* _Requirement_
Copy each of the following items word for word, keeping their original order.

= = = = = = =

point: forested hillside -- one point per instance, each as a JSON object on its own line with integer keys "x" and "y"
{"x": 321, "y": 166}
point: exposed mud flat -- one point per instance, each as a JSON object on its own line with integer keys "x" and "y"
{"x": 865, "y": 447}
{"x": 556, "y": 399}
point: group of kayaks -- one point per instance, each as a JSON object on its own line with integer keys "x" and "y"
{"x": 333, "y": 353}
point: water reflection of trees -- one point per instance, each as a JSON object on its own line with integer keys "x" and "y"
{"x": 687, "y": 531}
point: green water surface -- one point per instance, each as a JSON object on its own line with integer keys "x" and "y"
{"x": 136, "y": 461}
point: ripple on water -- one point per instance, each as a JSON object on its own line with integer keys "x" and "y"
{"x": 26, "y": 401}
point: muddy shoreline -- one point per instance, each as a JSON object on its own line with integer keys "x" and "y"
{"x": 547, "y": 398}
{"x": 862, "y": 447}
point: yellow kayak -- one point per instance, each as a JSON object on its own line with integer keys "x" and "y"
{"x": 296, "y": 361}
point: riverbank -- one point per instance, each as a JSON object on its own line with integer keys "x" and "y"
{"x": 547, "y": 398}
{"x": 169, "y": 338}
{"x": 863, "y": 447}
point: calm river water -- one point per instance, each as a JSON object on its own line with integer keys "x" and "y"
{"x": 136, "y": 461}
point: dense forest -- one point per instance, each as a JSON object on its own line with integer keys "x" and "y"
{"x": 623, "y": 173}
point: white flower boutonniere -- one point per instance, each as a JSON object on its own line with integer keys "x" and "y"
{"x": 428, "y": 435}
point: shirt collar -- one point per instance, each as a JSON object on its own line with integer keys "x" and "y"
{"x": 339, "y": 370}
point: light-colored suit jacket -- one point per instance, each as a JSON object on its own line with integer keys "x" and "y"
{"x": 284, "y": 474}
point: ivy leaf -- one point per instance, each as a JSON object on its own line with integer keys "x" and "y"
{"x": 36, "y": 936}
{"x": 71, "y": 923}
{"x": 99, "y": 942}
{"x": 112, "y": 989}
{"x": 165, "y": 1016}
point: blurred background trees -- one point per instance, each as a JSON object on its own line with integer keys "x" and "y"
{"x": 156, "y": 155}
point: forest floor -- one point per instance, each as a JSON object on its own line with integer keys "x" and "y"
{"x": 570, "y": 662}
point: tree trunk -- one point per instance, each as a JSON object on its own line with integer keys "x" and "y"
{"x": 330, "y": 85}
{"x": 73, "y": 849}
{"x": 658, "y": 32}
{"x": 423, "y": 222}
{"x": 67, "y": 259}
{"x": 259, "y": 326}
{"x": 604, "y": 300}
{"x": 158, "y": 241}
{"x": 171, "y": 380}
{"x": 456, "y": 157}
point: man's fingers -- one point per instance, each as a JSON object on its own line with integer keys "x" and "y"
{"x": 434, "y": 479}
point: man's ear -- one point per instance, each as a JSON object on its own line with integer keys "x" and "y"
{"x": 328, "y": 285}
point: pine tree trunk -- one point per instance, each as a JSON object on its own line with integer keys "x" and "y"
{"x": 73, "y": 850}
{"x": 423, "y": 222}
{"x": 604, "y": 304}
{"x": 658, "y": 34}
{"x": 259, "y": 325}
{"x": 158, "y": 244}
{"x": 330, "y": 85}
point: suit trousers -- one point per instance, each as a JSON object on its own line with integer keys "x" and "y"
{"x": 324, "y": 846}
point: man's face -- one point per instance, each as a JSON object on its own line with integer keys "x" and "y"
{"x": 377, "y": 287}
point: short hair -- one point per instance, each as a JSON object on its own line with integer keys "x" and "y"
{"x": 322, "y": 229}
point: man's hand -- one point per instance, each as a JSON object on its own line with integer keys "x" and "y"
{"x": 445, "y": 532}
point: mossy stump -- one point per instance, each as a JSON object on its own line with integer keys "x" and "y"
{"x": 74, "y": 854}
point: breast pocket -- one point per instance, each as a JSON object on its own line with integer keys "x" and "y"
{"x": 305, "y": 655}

= = = = = = =

* _Output of the task_
point: forested hillside -- one point per instance, each as a JSON object on its own line with integer keys "x" and "y"
{"x": 321, "y": 166}
point: exposed mud flat -- one point per instance, each as a JSON object on its own line with integer keys "x" and "y"
{"x": 865, "y": 447}
{"x": 556, "y": 399}
point: group of kayaks -- one point per instance, each as a JSON object on its own line with integer keys "x" and "y"
{"x": 333, "y": 353}
point: water reflection of trees -- one point per instance, each as a JSON object on its own line with integer keys "x" and "y"
{"x": 687, "y": 531}
point: green water surface -- one point per instance, each as a JSON object on its own line with integer keys "x" and "y"
{"x": 136, "y": 461}
point: ripple on water -- one point per instance, each as a JSON object on its own line with integer keys "x" and "y"
{"x": 26, "y": 401}
point: muddy shoreline -- one point per instance, each as a JSON object on its own line with integer keys "x" and "y"
{"x": 547, "y": 398}
{"x": 862, "y": 447}
point: yellow kayak -- one point per instance, each as a JSON object on its own line with integer keys "x" and "y"
{"x": 296, "y": 361}
point: riverbank -- one point per instance, each as a JSON object on its own line with integer keys "x" and "y"
{"x": 547, "y": 398}
{"x": 169, "y": 338}
{"x": 863, "y": 447}
point: calm river water -- one point per instance, each as a JSON object on its own line with integer keys "x" and "y"
{"x": 136, "y": 461}
point: dense forest -- one point per instance, each as a JSON object on its own line with integer keys "x" and "y"
{"x": 623, "y": 173}
point: white flower boutonniere -- one point per instance, each as a JSON object on its own line with integer keys "x" and "y"
{"x": 428, "y": 435}
point: shirt collar -- one point per instance, each as a JSON object on its own line with integer keys "x" and "y"
{"x": 339, "y": 370}
point: light-colored suit jacket -- one point per instance, each as a JSON object on its own line with integer keys "x" and "y"
{"x": 284, "y": 474}
point: ivy leaf -- one point per instance, each as a JSON object on its own line with integer keys "x" and "y"
{"x": 36, "y": 936}
{"x": 71, "y": 923}
{"x": 99, "y": 942}
{"x": 112, "y": 989}
{"x": 165, "y": 1016}
point: blurred background trees -- one point per instance, each as a JSON object on its own line with integer keys "x" and "y"
{"x": 156, "y": 155}
point: forest floor -- one point per instance, each as a JSON object on its own line with integer keys "x" and "y"
{"x": 570, "y": 662}
point: tree trunk -- one point per instance, each as a JSON object on its own line with integer keys "x" and "y"
{"x": 330, "y": 85}
{"x": 73, "y": 849}
{"x": 658, "y": 32}
{"x": 423, "y": 222}
{"x": 67, "y": 259}
{"x": 259, "y": 326}
{"x": 604, "y": 300}
{"x": 158, "y": 241}
{"x": 171, "y": 380}
{"x": 456, "y": 157}
point: man's fingers -- one point per instance, each as a JSON object on its own line with integer keys "x" and "y"
{"x": 434, "y": 479}
point: man's ear -- one point per instance, each as a JSON object on its own line with integer keys "x" and "y"
{"x": 328, "y": 285}
point: pine tree trunk -- one point per instance, each as a JSON object on its own line with integer keys "x" and "y"
{"x": 73, "y": 850}
{"x": 423, "y": 222}
{"x": 604, "y": 304}
{"x": 658, "y": 34}
{"x": 259, "y": 325}
{"x": 158, "y": 244}
{"x": 330, "y": 85}
point: suit trousers -- one point per instance, each as a JSON object on its own line with integer keys "x" and "y"
{"x": 324, "y": 846}
point: man's face -- one point per instance, each as a JSON object on its own line with integer keys "x" and "y"
{"x": 377, "y": 287}
point: short hair -- one point per instance, each as a JSON object on its own line with integer keys "x" and "y"
{"x": 322, "y": 229}
point: man's hand -- one point per instance, each as a JSON object on its own line with integer keys "x" and "y"
{"x": 445, "y": 532}
point: mossy stump -- one point per instance, each as a JSON object on its own line with integer keys "x" and "y"
{"x": 74, "y": 854}
point: breast pocket -- one point per instance, each as a JSON object on its own line with integer keys "x" and "y"
{"x": 305, "y": 655}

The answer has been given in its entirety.